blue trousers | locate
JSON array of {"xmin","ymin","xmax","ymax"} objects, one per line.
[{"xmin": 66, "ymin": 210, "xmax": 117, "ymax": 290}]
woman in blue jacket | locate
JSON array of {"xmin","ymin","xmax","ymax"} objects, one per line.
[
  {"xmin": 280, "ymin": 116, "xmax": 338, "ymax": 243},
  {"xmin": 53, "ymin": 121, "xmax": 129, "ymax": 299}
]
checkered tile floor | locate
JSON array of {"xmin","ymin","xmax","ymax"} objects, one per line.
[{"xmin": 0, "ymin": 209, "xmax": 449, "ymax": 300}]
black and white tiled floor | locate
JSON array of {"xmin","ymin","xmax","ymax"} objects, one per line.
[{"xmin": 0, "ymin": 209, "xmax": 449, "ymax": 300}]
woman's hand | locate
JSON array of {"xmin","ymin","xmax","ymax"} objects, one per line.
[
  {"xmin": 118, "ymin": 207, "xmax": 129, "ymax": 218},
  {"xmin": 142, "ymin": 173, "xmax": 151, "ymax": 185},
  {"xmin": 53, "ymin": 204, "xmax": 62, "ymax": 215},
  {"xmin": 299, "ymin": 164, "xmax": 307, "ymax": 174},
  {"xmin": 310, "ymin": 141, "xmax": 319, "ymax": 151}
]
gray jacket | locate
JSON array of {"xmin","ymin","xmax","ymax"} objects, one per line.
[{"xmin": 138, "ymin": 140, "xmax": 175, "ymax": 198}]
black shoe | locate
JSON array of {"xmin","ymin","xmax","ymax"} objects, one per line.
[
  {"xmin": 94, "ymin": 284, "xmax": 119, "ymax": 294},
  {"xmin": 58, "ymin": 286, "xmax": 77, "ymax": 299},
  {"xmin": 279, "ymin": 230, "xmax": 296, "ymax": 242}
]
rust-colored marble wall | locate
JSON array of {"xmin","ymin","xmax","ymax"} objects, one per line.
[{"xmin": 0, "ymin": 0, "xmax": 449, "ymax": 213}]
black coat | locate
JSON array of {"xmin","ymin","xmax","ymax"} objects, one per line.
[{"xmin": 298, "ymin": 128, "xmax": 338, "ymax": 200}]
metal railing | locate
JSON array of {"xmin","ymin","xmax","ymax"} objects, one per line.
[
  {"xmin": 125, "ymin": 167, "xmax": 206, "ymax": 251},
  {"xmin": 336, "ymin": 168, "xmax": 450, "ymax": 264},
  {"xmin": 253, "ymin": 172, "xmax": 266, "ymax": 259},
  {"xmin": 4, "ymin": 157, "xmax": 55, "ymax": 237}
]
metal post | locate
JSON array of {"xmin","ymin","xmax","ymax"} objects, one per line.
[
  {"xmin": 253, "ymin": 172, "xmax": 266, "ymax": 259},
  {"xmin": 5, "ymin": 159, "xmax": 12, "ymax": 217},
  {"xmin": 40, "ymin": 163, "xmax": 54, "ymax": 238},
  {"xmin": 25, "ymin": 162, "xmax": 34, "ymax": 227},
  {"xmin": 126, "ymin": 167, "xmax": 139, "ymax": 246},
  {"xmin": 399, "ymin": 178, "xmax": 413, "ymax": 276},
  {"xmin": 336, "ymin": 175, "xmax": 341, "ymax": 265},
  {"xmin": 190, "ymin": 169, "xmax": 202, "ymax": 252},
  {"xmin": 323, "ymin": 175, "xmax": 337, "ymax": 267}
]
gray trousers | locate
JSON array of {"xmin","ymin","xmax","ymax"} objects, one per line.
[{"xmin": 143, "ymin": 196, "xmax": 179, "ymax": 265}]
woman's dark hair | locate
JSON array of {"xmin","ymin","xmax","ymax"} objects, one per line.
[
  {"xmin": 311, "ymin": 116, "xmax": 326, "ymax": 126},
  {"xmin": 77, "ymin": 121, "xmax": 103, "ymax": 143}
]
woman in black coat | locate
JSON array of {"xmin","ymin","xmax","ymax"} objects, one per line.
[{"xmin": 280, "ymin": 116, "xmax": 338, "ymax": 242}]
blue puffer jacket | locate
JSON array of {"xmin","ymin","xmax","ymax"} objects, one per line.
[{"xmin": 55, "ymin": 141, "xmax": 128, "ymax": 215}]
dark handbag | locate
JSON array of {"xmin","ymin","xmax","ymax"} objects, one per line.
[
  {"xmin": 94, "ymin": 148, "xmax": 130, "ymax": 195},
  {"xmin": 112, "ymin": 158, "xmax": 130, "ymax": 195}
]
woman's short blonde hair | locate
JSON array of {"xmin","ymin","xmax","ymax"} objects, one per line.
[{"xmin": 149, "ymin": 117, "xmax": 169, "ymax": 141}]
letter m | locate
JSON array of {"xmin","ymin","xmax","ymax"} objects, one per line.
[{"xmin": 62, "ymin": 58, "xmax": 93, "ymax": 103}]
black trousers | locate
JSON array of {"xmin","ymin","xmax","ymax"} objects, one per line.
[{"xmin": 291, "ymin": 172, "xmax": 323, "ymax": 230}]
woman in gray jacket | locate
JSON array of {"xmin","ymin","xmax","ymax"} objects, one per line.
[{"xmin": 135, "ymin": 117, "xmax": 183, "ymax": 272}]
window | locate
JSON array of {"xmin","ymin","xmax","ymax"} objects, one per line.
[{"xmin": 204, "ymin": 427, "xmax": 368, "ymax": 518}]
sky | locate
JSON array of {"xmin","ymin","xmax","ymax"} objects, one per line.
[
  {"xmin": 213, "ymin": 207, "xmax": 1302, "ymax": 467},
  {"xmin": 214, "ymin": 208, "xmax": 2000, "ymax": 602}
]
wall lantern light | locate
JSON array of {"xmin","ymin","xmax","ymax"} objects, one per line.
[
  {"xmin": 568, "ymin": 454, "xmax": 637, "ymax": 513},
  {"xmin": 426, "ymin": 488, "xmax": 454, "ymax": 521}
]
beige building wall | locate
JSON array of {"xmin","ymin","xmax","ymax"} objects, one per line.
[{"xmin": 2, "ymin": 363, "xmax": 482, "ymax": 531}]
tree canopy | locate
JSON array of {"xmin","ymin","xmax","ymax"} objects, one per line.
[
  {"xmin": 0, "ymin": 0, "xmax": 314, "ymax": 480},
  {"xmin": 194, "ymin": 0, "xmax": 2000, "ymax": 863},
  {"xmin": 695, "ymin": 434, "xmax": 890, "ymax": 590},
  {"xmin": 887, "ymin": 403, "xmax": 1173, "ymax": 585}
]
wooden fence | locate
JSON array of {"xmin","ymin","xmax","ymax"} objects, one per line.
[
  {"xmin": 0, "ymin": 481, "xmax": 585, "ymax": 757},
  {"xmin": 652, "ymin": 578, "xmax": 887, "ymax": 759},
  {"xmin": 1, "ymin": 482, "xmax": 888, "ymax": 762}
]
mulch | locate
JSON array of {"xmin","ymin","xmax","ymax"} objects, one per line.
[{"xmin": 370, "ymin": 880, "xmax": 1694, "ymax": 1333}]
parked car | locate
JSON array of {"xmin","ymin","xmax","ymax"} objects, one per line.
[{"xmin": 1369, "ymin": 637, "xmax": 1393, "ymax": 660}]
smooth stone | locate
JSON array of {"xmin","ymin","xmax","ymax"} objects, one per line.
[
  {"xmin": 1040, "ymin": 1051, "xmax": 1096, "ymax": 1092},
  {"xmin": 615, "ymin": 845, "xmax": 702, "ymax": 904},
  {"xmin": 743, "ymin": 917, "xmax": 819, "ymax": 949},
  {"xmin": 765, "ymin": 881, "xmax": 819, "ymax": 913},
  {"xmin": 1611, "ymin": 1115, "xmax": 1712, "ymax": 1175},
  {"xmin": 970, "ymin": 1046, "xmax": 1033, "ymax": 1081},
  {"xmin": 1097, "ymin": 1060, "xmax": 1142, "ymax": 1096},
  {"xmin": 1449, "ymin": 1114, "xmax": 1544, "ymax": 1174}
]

○ ○ ○ ○

What the exercise asks: Give a word-for-word copy of the records.

Written solution:
blue trousers | locate
JSON array of {"xmin","ymin","xmax","ymax"} objects, one per line.
[{"xmin": 66, "ymin": 210, "xmax": 117, "ymax": 290}]
woman in blue jacket | locate
JSON array of {"xmin","ymin","xmax","ymax"} objects, one per line.
[
  {"xmin": 280, "ymin": 116, "xmax": 338, "ymax": 243},
  {"xmin": 53, "ymin": 121, "xmax": 129, "ymax": 299}
]
checkered tile floor | locate
JSON array of {"xmin","ymin","xmax","ymax"} objects, one per line.
[{"xmin": 0, "ymin": 209, "xmax": 449, "ymax": 300}]
black and white tiled floor | locate
JSON array of {"xmin","ymin","xmax","ymax"} objects, one per line.
[{"xmin": 0, "ymin": 209, "xmax": 449, "ymax": 300}]
woman's hand | locate
JSON array of {"xmin","ymin","xmax","ymax"} objects, one per line.
[
  {"xmin": 118, "ymin": 207, "xmax": 129, "ymax": 218},
  {"xmin": 142, "ymin": 173, "xmax": 151, "ymax": 185},
  {"xmin": 53, "ymin": 204, "xmax": 62, "ymax": 215},
  {"xmin": 299, "ymin": 164, "xmax": 307, "ymax": 174},
  {"xmin": 310, "ymin": 141, "xmax": 319, "ymax": 151}
]
gray jacket | locate
JSON array of {"xmin","ymin","xmax","ymax"} objects, one per line.
[{"xmin": 138, "ymin": 140, "xmax": 175, "ymax": 198}]
black shoe | locate
JSON array of {"xmin","ymin","xmax","ymax"} objects, one per line.
[
  {"xmin": 94, "ymin": 284, "xmax": 119, "ymax": 294},
  {"xmin": 58, "ymin": 286, "xmax": 77, "ymax": 299},
  {"xmin": 279, "ymin": 230, "xmax": 296, "ymax": 242}
]
rust-colored marble wall | locate
JSON array of {"xmin","ymin","xmax","ymax"} objects, one per line.
[{"xmin": 0, "ymin": 0, "xmax": 449, "ymax": 213}]
black coat | locate
JSON array of {"xmin","ymin","xmax","ymax"} objects, one per line.
[{"xmin": 298, "ymin": 128, "xmax": 338, "ymax": 200}]
metal railing | locate
JSON array of {"xmin","ymin","xmax","ymax"} objects, one per line.
[
  {"xmin": 125, "ymin": 167, "xmax": 206, "ymax": 251},
  {"xmin": 336, "ymin": 168, "xmax": 450, "ymax": 264},
  {"xmin": 253, "ymin": 172, "xmax": 266, "ymax": 259},
  {"xmin": 4, "ymin": 157, "xmax": 55, "ymax": 237}
]
metal post | locate
JSON array of {"xmin","ymin","xmax","ymax"} objects, one per line.
[
  {"xmin": 253, "ymin": 172, "xmax": 266, "ymax": 259},
  {"xmin": 5, "ymin": 159, "xmax": 12, "ymax": 217},
  {"xmin": 40, "ymin": 163, "xmax": 54, "ymax": 238},
  {"xmin": 25, "ymin": 162, "xmax": 34, "ymax": 227},
  {"xmin": 126, "ymin": 167, "xmax": 139, "ymax": 246},
  {"xmin": 399, "ymin": 178, "xmax": 413, "ymax": 276},
  {"xmin": 336, "ymin": 175, "xmax": 341, "ymax": 265},
  {"xmin": 190, "ymin": 169, "xmax": 202, "ymax": 252},
  {"xmin": 323, "ymin": 175, "xmax": 337, "ymax": 267}
]
gray trousers | locate
JSON array of {"xmin","ymin","xmax","ymax"} objects, one per line.
[{"xmin": 143, "ymin": 196, "xmax": 179, "ymax": 265}]
woman's dark hair | locate
JSON array of {"xmin","ymin","xmax","ymax"} objects, one per line.
[
  {"xmin": 311, "ymin": 116, "xmax": 326, "ymax": 126},
  {"xmin": 77, "ymin": 121, "xmax": 103, "ymax": 143}
]
woman in black coat | locate
JSON array of {"xmin","ymin","xmax","ymax"} objects, one per line.
[{"xmin": 280, "ymin": 116, "xmax": 338, "ymax": 242}]
blue puffer jacket | locate
JSON array of {"xmin","ymin","xmax","ymax"} objects, one per line.
[{"xmin": 55, "ymin": 141, "xmax": 128, "ymax": 215}]
dark handbag | locate
JSON array of {"xmin","ymin","xmax","ymax"} objects, one per line.
[
  {"xmin": 94, "ymin": 148, "xmax": 130, "ymax": 195},
  {"xmin": 112, "ymin": 158, "xmax": 130, "ymax": 195}
]
woman's short blonde hair | locate
JSON array of {"xmin","ymin","xmax","ymax"} objects, one per line.
[{"xmin": 149, "ymin": 117, "xmax": 169, "ymax": 141}]
letter m | locate
JSON array of {"xmin","ymin","xmax","ymax"} objects, one per line.
[{"xmin": 62, "ymin": 58, "xmax": 93, "ymax": 103}]
black trousers | locate
JSON array of {"xmin","ymin","xmax","ymax"} objects, one per line.
[{"xmin": 291, "ymin": 172, "xmax": 323, "ymax": 230}]
woman in gray jacket | locate
JSON array of {"xmin","ymin","xmax","ymax"} objects, one per line.
[{"xmin": 135, "ymin": 117, "xmax": 183, "ymax": 272}]
window | locate
JSON array of {"xmin","ymin","xmax","ymax"} objects, one per line.
[{"xmin": 204, "ymin": 427, "xmax": 368, "ymax": 518}]
sky | locate
JSON array of {"xmin","ymin","xmax","ymax"} objects, one per line.
[
  {"xmin": 213, "ymin": 207, "xmax": 1302, "ymax": 467},
  {"xmin": 214, "ymin": 208, "xmax": 2000, "ymax": 602}
]
wall lantern light | locate
JSON array of {"xmin","ymin","xmax","ymax"} objects, one per line.
[
  {"xmin": 568, "ymin": 454, "xmax": 637, "ymax": 513},
  {"xmin": 426, "ymin": 488, "xmax": 454, "ymax": 521}
]
beige building wall | locate
JSON array of {"xmin","ymin","xmax","ymax"} objects, one per line.
[{"xmin": 2, "ymin": 363, "xmax": 482, "ymax": 531}]
tree canopy | locate
JSON array of {"xmin","ymin","xmax","ymax"} objects, one per line.
[
  {"xmin": 0, "ymin": 0, "xmax": 314, "ymax": 480},
  {"xmin": 194, "ymin": 0, "xmax": 2000, "ymax": 863},
  {"xmin": 695, "ymin": 434, "xmax": 890, "ymax": 590},
  {"xmin": 887, "ymin": 403, "xmax": 1173, "ymax": 585}
]
wooden fence | locate
JSON array of {"xmin","ymin","xmax","ymax"} objects, one per line.
[
  {"xmin": 0, "ymin": 481, "xmax": 585, "ymax": 757},
  {"xmin": 652, "ymin": 578, "xmax": 887, "ymax": 759},
  {"xmin": 1, "ymin": 482, "xmax": 888, "ymax": 762}
]
mulch | locate
JSON array of {"xmin","ymin","xmax","ymax"} objects, one per line.
[{"xmin": 370, "ymin": 880, "xmax": 1694, "ymax": 1333}]
parked car | locate
JSON array of {"xmin","ymin","xmax","ymax"} objects, one per line.
[{"xmin": 1369, "ymin": 637, "xmax": 1393, "ymax": 660}]
smooth stone | locate
JSON array of {"xmin","ymin","xmax","ymax"} objects, one per line.
[
  {"xmin": 1040, "ymin": 1051, "xmax": 1096, "ymax": 1092},
  {"xmin": 615, "ymin": 845, "xmax": 702, "ymax": 904},
  {"xmin": 743, "ymin": 917, "xmax": 819, "ymax": 949},
  {"xmin": 765, "ymin": 881, "xmax": 819, "ymax": 913},
  {"xmin": 1611, "ymin": 1115, "xmax": 1712, "ymax": 1175},
  {"xmin": 970, "ymin": 1046, "xmax": 1033, "ymax": 1081},
  {"xmin": 1097, "ymin": 1060, "xmax": 1142, "ymax": 1096},
  {"xmin": 1449, "ymin": 1114, "xmax": 1544, "ymax": 1174}
]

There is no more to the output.